> CONSEGNA:
Rispondi alle seguenti domande sul testo dedicato ad Alberto Alberti.
(a) In quale luogo i piloti si fissarono l’un l’altro con espressioni di stupore?
(b) Con quale vettura correva Alberto Alberti al Quattro Regioni?
(c) Chi era la sua navigatrice?

> PAGINA:
════════

L’atroce destino di Alberto Alberti

L’Ospite di Autologia: Beppe Donazzan, giornalista.

Al parco assistenza di Salsomaggiore si fissarono l’un l’altro. Con espressioni di stupore. C’erano Bettega, Vudafieri, Tabaton, “Lucky”, Tognana, “Tony”, Cerrato, Biasion e anche Bernard Beguin, con la Porsche 911 SC, impegnato nell’Europeo.
Era finita la prima sequenza di prove speciali su asfalto e in testa al Quattro Regioni, metà maggio 1980, c’era Alberto Alberti su Stratos. Macchina rossa, tettuccio bianco, numero 36 sulle portiere, navigatrice la sorella Maddalena. Guardarono e riguardarono i fogli con i tempi delle PS per essere sicuri che non ci fossero errori. Pareva quasi uno scherzo. Loro ufficiali dietro ad un giovane mai visto né conosciuto. Più di qualcuno domandò: “Chi è?”. Dopo una breve indagine vennero a conoscenza che correva sulle strade di casa. Non una notizia tale, comunque, da giustificare un’impresa del genere. Ai giornalisti che gli chiedevano lumi sulla sua prestazione, il giovane si era schernito: “Io non sono andato veloce, sono gli altri che, probabilmente, hanno sbagliato…”, rispose timidamente.

════════

> RIGHE DI DATI:
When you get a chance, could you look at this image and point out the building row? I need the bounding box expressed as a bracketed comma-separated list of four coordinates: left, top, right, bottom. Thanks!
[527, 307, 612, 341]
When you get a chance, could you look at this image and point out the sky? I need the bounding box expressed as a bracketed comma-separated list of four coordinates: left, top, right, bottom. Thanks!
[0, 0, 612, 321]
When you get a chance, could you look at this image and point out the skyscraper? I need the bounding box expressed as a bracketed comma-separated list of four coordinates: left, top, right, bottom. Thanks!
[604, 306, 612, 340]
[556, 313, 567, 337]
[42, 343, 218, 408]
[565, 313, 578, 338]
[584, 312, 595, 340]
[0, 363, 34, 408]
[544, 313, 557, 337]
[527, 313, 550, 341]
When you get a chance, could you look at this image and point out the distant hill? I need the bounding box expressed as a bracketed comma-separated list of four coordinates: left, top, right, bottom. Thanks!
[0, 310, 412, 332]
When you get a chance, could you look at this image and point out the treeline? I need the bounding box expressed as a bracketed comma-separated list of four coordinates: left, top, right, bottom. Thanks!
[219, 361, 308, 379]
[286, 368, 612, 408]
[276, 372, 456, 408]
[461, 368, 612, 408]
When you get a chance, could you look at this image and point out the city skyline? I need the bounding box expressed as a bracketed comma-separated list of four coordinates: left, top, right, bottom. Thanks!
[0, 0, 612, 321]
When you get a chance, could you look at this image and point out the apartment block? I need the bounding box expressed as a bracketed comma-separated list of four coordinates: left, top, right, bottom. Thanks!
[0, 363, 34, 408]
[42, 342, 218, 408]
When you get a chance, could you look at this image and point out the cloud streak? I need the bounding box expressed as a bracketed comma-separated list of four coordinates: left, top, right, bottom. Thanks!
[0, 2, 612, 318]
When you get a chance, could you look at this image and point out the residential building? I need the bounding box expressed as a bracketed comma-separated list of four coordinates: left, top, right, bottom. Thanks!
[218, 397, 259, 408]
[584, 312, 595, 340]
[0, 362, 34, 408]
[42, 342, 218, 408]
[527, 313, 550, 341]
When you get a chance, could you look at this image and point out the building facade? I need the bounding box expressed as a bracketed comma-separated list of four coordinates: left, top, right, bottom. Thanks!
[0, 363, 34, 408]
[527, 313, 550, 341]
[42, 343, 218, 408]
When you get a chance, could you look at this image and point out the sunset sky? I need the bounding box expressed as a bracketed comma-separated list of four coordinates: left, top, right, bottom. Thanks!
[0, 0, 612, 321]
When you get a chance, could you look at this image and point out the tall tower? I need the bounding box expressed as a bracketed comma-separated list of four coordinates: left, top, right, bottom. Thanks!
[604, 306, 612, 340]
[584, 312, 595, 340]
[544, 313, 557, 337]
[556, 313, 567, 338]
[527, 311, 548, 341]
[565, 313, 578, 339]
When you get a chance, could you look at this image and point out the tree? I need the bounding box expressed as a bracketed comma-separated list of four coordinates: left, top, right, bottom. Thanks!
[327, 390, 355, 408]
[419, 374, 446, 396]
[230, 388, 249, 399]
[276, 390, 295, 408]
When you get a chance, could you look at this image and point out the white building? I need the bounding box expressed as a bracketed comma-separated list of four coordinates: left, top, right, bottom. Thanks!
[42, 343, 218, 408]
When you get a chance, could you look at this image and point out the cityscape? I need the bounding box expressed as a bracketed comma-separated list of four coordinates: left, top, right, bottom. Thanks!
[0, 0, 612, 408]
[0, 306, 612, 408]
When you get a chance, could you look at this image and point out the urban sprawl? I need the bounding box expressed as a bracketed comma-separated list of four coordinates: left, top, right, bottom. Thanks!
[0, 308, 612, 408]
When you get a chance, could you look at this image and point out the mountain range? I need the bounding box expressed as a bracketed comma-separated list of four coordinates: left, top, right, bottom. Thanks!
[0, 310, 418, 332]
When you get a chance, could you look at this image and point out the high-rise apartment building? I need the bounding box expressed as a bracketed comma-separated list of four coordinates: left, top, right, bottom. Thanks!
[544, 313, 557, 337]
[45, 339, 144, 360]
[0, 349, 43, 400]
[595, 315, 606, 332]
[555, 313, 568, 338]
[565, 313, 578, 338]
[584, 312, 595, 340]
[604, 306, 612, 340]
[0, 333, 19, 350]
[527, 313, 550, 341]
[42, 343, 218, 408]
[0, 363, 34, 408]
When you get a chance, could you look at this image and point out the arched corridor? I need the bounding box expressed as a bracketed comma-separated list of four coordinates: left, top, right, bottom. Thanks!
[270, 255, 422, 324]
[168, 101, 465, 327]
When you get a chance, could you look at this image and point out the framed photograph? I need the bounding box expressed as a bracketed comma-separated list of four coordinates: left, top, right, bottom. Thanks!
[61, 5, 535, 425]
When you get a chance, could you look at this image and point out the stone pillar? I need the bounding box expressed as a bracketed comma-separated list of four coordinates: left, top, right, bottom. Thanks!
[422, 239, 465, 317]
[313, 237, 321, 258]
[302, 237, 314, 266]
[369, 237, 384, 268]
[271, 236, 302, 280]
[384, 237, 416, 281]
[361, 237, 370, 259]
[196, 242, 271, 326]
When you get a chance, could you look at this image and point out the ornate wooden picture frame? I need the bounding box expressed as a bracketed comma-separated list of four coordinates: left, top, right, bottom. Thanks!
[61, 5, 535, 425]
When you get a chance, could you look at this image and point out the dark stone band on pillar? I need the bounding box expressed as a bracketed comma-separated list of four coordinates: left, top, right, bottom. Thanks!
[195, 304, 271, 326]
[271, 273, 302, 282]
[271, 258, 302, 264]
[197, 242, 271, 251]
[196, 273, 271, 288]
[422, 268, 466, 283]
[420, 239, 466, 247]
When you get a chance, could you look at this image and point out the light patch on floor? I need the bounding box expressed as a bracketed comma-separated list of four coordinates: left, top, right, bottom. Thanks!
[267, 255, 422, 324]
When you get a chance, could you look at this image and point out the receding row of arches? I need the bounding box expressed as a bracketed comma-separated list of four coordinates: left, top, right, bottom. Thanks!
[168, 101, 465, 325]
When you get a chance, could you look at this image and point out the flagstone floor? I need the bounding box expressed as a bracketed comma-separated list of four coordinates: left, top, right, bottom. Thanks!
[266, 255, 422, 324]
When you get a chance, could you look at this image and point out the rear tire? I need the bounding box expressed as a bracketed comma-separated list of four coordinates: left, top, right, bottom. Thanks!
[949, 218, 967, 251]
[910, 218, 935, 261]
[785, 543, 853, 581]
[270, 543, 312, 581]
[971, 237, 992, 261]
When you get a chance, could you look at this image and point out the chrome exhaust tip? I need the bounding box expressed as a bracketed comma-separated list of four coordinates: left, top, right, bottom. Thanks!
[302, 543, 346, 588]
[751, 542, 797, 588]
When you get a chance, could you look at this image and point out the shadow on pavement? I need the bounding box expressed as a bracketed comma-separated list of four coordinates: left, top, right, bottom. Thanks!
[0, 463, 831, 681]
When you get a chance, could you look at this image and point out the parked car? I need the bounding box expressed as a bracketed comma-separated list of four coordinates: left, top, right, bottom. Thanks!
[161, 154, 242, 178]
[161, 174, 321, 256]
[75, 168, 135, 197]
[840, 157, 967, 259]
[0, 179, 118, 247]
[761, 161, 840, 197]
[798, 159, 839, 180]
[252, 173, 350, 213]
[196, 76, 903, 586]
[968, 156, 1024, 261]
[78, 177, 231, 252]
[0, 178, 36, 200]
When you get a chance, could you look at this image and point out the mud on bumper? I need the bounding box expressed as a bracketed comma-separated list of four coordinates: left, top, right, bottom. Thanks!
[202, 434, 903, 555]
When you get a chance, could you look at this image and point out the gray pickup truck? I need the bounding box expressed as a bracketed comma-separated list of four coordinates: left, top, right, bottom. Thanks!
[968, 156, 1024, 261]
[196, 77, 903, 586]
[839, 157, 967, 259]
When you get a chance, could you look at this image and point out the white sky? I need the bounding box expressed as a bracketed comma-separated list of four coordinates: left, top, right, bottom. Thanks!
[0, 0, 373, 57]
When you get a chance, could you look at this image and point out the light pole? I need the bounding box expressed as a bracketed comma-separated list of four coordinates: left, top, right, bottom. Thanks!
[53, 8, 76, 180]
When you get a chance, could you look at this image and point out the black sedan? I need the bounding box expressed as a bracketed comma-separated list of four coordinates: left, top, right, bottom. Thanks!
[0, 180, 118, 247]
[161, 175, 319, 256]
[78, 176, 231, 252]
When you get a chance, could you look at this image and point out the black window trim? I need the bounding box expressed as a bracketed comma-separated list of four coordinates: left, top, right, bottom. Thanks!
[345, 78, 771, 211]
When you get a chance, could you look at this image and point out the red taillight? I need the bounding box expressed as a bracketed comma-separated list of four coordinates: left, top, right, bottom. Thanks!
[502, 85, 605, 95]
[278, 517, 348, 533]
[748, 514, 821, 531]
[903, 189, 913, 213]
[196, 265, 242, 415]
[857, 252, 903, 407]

════════

> SOLUZIONE:
(a) I piloti si fissarono al parco assistenza di Salsomaggiore.
(b) Alberto Alberti correva su una Stratos.
(c) La sua navigatrice era la sorella Maddalena.